* _DATA SHOWN_:
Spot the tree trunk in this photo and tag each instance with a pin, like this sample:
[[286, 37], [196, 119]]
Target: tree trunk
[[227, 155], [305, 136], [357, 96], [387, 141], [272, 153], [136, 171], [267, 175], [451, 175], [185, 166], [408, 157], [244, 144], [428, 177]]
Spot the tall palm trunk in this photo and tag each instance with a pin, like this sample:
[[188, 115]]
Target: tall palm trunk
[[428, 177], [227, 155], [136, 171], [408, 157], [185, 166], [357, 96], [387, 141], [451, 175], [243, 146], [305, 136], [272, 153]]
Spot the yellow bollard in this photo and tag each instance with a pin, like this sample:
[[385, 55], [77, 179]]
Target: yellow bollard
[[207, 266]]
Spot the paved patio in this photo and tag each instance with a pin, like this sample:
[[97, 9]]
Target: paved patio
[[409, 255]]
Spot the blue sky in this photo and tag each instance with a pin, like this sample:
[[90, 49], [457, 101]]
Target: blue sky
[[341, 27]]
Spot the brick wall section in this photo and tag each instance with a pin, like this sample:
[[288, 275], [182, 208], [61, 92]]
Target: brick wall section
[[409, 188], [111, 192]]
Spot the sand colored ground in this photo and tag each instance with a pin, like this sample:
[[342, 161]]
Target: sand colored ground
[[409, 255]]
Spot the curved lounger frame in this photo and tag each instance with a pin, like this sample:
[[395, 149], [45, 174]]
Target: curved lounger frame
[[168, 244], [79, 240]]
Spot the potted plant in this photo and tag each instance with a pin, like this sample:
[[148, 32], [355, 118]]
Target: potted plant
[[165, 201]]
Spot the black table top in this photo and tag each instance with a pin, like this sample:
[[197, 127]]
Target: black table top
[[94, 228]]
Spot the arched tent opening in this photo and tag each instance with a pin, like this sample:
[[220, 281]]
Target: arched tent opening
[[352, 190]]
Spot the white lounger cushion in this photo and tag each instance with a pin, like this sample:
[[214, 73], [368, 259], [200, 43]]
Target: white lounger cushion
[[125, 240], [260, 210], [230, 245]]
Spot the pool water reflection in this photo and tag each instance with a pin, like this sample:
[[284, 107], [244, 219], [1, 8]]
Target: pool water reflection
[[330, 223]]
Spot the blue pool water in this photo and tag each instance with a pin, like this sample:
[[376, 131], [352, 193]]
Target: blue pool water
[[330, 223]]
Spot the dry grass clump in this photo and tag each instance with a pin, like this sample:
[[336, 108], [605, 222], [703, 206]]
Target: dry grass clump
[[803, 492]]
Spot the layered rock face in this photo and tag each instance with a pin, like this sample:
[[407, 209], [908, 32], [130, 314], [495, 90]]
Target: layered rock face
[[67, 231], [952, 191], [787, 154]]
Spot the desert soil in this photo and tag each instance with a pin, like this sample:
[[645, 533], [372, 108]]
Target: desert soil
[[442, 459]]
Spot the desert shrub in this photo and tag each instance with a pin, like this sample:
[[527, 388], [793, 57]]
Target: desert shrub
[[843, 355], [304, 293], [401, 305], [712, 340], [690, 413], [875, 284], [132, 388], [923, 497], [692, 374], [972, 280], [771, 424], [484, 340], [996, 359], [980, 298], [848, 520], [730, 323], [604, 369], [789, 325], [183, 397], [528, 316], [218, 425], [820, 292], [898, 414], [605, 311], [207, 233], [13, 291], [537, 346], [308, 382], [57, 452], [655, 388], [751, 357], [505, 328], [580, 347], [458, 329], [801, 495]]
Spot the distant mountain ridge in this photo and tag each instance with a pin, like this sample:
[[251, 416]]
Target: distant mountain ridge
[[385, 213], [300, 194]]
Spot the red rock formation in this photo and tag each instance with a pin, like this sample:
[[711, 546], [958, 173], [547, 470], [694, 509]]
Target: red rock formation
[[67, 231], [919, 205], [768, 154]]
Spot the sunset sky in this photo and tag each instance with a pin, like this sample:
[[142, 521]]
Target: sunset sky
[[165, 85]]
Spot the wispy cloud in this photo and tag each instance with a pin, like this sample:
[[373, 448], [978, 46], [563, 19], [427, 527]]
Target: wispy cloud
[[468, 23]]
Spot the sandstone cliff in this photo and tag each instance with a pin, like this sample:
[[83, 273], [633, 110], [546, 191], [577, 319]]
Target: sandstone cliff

* _WHAT TO WORK ON_: Copy the rows verbatim, starting with the line that contains "Spot the brick" and going on through the line that contains "[[442, 459]]", with both of those lines included.

* _RESULT_:
Spot the brick wall section in this photo and tag each instance with a pin, like this sample:
[[288, 275], [182, 208], [61, 92]]
Target: brick wall section
[[409, 188], [111, 192]]
Spot the sand colored ground in this photo and tag each instance with a pin, like this sample:
[[342, 161]]
Target: sand colored ground
[[409, 255]]
Spot the curved lounger frame in this photo and tag each instance with a pin, like this sample:
[[395, 149], [45, 174]]
Target: curved lounger frame
[[168, 244], [79, 240]]
Spot the potted plant in this photo and tag each instance with a pin, like this sample:
[[148, 32], [355, 118]]
Target: potted plant
[[165, 201]]
Spot the black table top in this photo and tag each instance with a pin, like this sample:
[[197, 127]]
Target: black table top
[[94, 228]]
Spot the arched tent opening in this photo and tag each instance with a pin, like this sample:
[[220, 281]]
Target: arched tent opening
[[352, 190]]
Spot the white lounger cushion in this photo and tag each instance with a pin, like this sample:
[[214, 73], [368, 259], [200, 43]]
Target: white lounger cushion
[[125, 240], [260, 210], [230, 245]]
Spot the pool water reflection in this photo and tag each instance with a pin, like this sample:
[[284, 107], [244, 219], [1, 8]]
Target: pool water reflection
[[330, 223]]
Spot the blue pool water in this photo and tag each instance with a pin, like this sample:
[[376, 131], [352, 193]]
Target: blue pool water
[[330, 223]]
Spot the dry grass clump in this photo and tag each instance with a pin, like this sample:
[[336, 108], [605, 222], [703, 206]]
Target: dry grass clump
[[803, 492]]
Spot the layered rock face in this photo and tag each instance with a pin, like this sample:
[[407, 209], [908, 32], [130, 314], [495, 90]]
Target: layered rock face
[[67, 231], [952, 191], [787, 154]]
Spot the desert soil in this photo and tag each instance with a pin, like this sample:
[[645, 533], [372, 108]]
Target: desert soil
[[442, 459]]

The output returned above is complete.